Problem = Find every line in the records below that contains the word "ground", and copy each of those lines in full.

Data to use =
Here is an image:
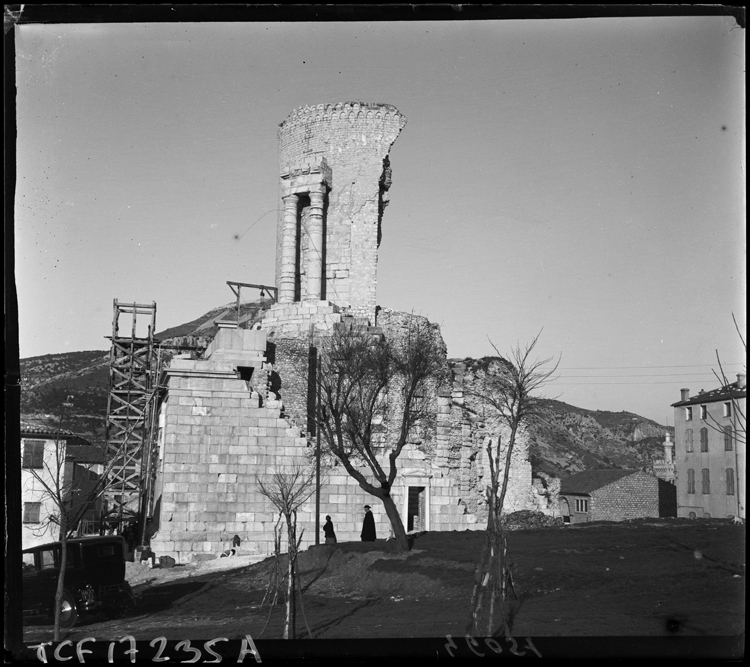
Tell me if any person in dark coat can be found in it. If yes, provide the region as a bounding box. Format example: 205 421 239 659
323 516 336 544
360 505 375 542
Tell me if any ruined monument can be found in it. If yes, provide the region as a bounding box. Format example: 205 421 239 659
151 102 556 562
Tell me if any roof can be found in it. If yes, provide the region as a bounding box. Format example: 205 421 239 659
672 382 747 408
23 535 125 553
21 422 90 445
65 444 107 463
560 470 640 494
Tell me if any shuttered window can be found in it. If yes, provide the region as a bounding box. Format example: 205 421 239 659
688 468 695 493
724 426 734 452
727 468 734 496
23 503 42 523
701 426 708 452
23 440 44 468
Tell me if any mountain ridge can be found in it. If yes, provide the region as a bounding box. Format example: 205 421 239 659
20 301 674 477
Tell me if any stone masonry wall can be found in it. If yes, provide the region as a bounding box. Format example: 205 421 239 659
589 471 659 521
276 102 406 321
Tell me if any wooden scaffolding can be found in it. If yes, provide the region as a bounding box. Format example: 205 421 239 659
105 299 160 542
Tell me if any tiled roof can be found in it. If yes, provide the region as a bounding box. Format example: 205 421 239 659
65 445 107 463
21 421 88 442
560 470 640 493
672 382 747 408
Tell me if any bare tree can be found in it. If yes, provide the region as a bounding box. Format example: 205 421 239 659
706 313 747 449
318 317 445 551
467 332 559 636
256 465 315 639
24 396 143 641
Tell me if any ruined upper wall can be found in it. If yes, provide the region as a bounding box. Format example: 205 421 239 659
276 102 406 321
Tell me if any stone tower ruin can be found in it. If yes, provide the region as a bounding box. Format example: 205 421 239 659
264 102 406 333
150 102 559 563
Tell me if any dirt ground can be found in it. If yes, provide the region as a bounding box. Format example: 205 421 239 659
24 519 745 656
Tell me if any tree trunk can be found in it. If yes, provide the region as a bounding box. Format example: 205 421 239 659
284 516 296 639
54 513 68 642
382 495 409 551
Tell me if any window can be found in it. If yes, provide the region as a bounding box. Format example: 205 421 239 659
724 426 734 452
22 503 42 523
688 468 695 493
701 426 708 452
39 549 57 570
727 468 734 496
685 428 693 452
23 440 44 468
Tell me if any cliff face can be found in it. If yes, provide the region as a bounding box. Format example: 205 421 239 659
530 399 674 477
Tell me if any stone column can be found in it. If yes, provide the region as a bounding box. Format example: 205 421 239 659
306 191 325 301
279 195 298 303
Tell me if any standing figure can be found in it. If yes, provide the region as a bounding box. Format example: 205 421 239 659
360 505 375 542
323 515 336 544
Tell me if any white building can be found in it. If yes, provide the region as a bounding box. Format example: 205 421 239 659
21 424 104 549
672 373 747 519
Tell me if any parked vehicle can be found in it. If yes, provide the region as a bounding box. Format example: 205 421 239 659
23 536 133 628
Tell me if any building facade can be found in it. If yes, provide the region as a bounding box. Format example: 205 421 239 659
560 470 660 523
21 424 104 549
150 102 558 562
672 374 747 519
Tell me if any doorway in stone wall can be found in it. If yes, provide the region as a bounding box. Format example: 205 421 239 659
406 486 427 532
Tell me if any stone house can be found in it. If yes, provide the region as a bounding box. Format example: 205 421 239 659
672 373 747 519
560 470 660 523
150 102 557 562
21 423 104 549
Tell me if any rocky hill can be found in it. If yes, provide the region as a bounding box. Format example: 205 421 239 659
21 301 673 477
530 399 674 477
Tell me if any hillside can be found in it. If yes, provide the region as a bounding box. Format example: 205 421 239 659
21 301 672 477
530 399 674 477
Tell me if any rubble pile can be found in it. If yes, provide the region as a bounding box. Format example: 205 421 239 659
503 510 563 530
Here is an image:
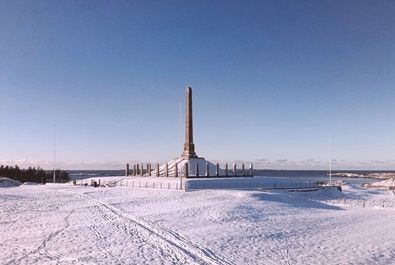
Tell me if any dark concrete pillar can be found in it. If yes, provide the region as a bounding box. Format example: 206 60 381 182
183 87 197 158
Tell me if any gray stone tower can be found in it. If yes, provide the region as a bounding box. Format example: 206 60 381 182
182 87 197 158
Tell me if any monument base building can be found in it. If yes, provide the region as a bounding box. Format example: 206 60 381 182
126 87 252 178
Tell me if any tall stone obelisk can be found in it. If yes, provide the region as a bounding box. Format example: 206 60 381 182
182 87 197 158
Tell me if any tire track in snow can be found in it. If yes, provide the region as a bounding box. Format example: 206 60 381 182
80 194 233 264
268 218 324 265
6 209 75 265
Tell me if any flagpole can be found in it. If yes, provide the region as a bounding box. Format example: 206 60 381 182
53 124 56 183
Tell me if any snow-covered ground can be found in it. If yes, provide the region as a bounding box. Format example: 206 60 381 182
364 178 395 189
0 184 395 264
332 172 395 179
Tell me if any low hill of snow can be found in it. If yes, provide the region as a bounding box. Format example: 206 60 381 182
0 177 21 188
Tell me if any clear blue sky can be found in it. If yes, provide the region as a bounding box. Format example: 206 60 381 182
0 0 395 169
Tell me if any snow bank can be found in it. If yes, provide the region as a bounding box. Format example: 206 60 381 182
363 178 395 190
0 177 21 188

---

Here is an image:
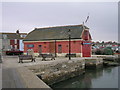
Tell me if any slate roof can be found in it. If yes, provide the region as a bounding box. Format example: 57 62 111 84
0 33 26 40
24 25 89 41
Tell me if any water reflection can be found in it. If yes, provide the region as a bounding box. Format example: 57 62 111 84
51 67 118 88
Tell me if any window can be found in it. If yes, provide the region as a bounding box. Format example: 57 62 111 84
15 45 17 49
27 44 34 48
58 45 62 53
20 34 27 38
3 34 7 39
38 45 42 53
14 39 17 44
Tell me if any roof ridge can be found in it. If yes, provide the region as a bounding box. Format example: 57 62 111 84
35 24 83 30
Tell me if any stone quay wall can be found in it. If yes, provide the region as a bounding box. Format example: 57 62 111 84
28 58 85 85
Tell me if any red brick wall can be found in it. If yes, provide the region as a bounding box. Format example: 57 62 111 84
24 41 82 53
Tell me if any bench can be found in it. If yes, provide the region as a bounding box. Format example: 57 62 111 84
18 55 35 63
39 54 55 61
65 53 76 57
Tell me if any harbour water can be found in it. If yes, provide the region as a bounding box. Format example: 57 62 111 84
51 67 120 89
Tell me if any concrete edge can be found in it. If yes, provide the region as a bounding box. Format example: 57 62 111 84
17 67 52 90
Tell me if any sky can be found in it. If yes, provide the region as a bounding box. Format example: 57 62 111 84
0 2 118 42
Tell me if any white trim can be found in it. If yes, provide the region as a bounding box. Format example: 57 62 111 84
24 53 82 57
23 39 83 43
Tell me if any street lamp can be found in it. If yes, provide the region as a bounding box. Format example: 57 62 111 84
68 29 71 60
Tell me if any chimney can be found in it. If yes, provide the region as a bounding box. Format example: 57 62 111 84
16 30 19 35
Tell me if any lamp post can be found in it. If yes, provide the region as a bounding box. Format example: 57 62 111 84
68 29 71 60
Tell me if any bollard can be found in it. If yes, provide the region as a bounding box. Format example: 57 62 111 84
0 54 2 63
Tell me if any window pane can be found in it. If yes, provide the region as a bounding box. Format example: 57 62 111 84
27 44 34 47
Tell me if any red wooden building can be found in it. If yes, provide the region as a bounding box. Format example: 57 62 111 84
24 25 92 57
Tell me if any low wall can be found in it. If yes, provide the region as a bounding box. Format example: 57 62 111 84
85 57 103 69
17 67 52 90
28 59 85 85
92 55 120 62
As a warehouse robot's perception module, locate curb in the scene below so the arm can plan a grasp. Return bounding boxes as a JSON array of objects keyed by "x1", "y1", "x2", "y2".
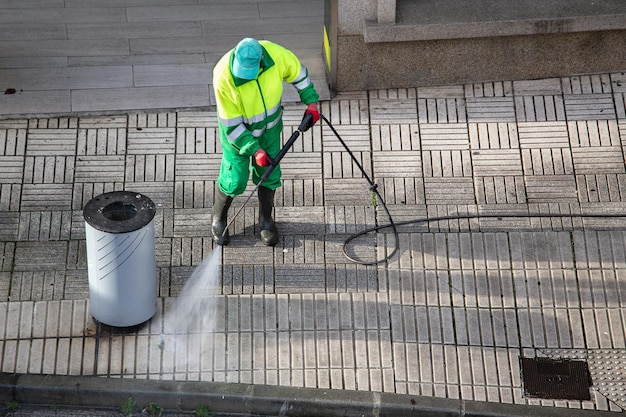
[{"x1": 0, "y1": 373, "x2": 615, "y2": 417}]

* * *

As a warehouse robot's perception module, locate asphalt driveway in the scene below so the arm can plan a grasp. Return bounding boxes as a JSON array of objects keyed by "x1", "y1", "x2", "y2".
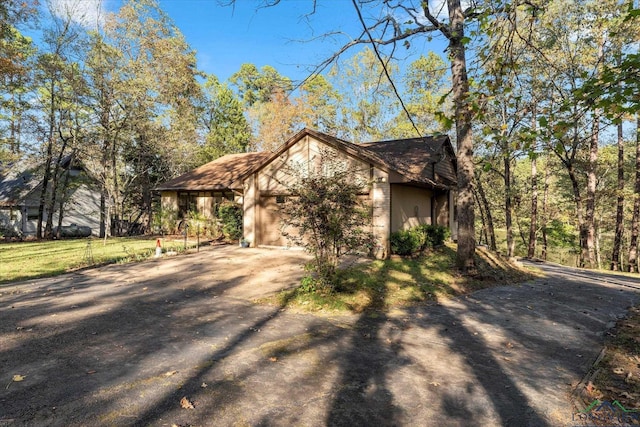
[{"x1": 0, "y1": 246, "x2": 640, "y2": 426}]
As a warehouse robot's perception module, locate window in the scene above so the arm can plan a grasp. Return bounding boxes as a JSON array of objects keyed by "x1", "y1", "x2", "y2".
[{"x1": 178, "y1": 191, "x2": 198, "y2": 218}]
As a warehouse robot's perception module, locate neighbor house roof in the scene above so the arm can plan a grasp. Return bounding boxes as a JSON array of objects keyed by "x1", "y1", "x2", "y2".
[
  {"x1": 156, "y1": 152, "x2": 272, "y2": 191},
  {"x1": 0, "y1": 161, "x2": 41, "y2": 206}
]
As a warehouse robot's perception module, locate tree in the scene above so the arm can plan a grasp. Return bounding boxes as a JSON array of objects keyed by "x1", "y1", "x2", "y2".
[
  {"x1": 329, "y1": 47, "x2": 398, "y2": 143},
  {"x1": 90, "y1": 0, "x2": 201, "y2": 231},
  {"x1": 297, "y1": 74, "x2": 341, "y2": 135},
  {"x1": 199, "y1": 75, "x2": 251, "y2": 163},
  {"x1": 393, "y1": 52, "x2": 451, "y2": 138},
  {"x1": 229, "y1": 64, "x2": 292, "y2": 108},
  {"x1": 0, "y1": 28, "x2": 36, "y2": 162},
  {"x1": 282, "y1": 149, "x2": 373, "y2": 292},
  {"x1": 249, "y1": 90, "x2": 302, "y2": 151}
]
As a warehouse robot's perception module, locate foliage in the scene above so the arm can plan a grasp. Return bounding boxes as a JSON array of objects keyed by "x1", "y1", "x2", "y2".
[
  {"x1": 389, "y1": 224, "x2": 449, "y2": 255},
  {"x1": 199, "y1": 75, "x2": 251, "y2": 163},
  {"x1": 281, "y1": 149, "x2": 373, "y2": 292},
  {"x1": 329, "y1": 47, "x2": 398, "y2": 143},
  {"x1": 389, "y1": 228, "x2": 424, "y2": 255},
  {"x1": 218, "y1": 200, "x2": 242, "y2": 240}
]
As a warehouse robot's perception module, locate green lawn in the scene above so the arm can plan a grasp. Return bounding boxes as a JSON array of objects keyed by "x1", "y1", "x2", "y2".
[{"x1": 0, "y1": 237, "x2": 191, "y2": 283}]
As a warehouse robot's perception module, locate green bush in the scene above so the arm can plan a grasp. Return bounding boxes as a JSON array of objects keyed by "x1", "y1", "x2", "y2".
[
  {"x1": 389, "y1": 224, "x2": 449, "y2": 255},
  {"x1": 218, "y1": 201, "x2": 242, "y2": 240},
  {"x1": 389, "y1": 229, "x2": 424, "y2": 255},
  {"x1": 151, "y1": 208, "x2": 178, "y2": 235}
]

Expected answer =
Tell me if any dirt ground can be found in it. If yes, provide the region as a bounding box. Format example: 205 421 239 659
Tell me if any snow-covered ground can be found in it. If yes, provide the region as a bounding box. Format example: 206 60 381 182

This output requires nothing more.